Copy the records below line for line without any changes, leaving out the pictures.

=== Entries shown ===

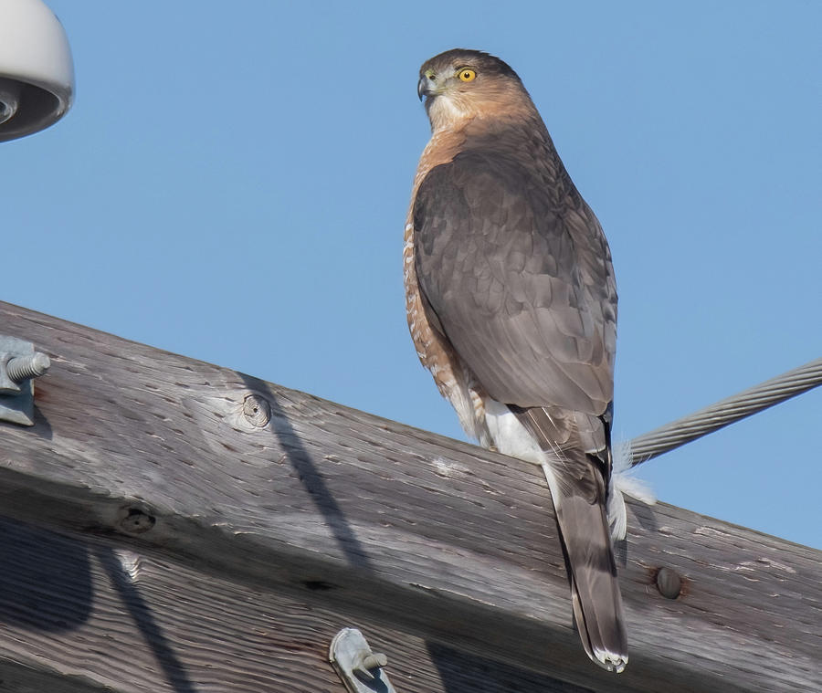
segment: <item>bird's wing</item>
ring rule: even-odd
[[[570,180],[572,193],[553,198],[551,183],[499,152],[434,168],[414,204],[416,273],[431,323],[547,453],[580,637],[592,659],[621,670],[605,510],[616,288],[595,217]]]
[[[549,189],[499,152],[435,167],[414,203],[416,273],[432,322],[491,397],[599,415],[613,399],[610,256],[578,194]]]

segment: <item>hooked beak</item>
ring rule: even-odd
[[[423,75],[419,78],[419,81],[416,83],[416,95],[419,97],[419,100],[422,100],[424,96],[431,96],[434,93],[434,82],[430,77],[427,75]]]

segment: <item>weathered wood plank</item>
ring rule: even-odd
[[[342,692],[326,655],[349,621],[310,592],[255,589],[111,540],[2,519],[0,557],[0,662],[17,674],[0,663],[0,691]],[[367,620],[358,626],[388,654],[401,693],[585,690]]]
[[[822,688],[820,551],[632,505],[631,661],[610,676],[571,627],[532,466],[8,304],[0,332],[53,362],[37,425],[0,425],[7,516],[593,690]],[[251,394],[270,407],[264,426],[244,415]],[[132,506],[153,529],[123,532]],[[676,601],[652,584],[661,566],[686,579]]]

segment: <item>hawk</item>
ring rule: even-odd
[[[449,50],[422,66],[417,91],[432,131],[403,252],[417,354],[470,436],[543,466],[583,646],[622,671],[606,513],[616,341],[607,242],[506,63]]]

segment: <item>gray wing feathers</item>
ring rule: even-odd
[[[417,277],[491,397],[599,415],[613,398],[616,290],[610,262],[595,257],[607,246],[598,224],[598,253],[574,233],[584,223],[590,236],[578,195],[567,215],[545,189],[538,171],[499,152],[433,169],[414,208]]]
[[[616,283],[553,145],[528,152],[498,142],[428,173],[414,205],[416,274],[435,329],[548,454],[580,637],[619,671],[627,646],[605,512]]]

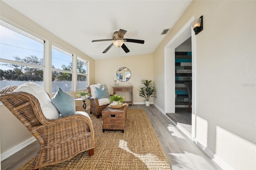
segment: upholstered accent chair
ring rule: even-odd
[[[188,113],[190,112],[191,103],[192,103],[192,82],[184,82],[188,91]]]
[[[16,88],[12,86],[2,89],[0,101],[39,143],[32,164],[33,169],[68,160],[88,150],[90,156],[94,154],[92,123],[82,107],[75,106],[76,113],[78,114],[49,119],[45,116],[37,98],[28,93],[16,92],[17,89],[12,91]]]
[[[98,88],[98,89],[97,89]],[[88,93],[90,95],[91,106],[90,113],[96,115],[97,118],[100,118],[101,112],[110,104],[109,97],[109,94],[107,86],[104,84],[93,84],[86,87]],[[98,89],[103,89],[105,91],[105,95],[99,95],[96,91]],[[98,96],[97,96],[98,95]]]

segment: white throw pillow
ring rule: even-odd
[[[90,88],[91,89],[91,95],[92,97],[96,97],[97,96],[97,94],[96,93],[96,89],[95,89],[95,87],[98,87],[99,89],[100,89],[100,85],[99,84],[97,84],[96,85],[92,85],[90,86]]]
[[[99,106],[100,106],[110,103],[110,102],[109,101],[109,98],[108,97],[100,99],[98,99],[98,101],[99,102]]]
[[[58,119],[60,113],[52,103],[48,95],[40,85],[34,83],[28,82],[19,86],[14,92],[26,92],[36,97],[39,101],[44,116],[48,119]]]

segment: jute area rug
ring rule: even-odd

===

Answer for the task –
segment: <item>bird's wing</item>
ring rule: even-odd
[[[570,180],[572,193],[553,198],[551,183],[499,152],[434,168],[414,204],[416,273],[431,323],[547,453],[580,637],[592,659],[621,670],[605,510],[616,288],[595,217]]]
[[[549,189],[499,152],[435,167],[414,203],[416,273],[432,322],[491,397],[599,415],[613,399],[610,256],[578,194]]]

segment: <item>hooked beak</item>
ring rule: even-odd
[[[423,75],[419,78],[419,81],[416,83],[416,95],[419,97],[419,100],[422,100],[424,96],[431,96],[434,93],[434,82],[430,77],[427,75]]]

segment: <item>weathered wood plank</item>
ring rule: even-odd
[[[342,692],[326,655],[349,621],[310,592],[255,589],[111,540],[2,519],[0,557],[0,662],[17,674],[0,663],[0,691]],[[367,620],[358,626],[388,654],[401,693],[585,690]]]
[[[822,688],[820,551],[632,505],[631,661],[610,676],[571,627],[532,466],[8,304],[0,332],[53,362],[37,425],[0,425],[7,516],[593,690]],[[251,394],[270,407],[264,426],[244,415]],[[132,506],[153,529],[123,532]],[[676,601],[652,584],[661,566],[686,579]]]

segment: <item>hawk</item>
ring rule: even-odd
[[[449,50],[422,66],[417,91],[432,131],[403,252],[417,354],[470,436],[543,466],[583,646],[622,671],[606,513],[616,341],[607,242],[506,63]]]

segment: <item>gray wing feathers</item>
ring rule: even-odd
[[[417,277],[491,397],[599,415],[613,398],[616,290],[610,262],[595,257],[607,246],[598,224],[598,253],[574,233],[584,223],[590,236],[578,195],[567,215],[545,189],[538,171],[499,152],[433,169],[414,208]]]
[[[616,283],[553,145],[528,152],[498,142],[428,173],[414,205],[416,274],[435,329],[548,454],[580,637],[619,671],[627,646],[605,512]]]

segment: upholstered accent chair
ring rule: even-odd
[[[188,113],[190,112],[191,103],[192,103],[192,82],[184,82],[188,91]]]
[[[16,88],[12,86],[2,89],[0,101],[39,143],[32,164],[33,169],[68,160],[88,150],[90,156],[94,154],[92,123],[82,107],[75,106],[76,113],[78,114],[49,119],[45,116],[37,98],[28,93],[16,92],[17,89],[12,91]]]
[[[98,88],[98,89],[97,89]],[[88,93],[90,95],[91,106],[90,113],[96,115],[97,118],[100,118],[101,112],[110,104],[109,97],[109,94],[107,86],[104,84],[93,84],[86,87]],[[98,89],[103,89],[105,91],[105,95],[99,95],[96,91]],[[98,96],[97,96],[98,95]]]

segment: white throw pillow
ring rule: even-odd
[[[90,88],[91,89],[91,95],[92,97],[96,97],[97,96],[97,94],[96,93],[96,89],[95,89],[95,87],[98,87],[99,89],[100,89],[100,85],[99,84],[97,84],[96,85],[92,85],[90,86]]]
[[[99,106],[100,106],[110,103],[110,102],[109,101],[109,98],[108,97],[100,99],[98,99],[98,101],[99,102]]]
[[[58,119],[60,113],[52,103],[48,95],[40,85],[34,83],[28,82],[19,86],[14,92],[26,92],[36,97],[39,101],[44,116],[48,119]]]

segment: jute area rug
ring rule: even-odd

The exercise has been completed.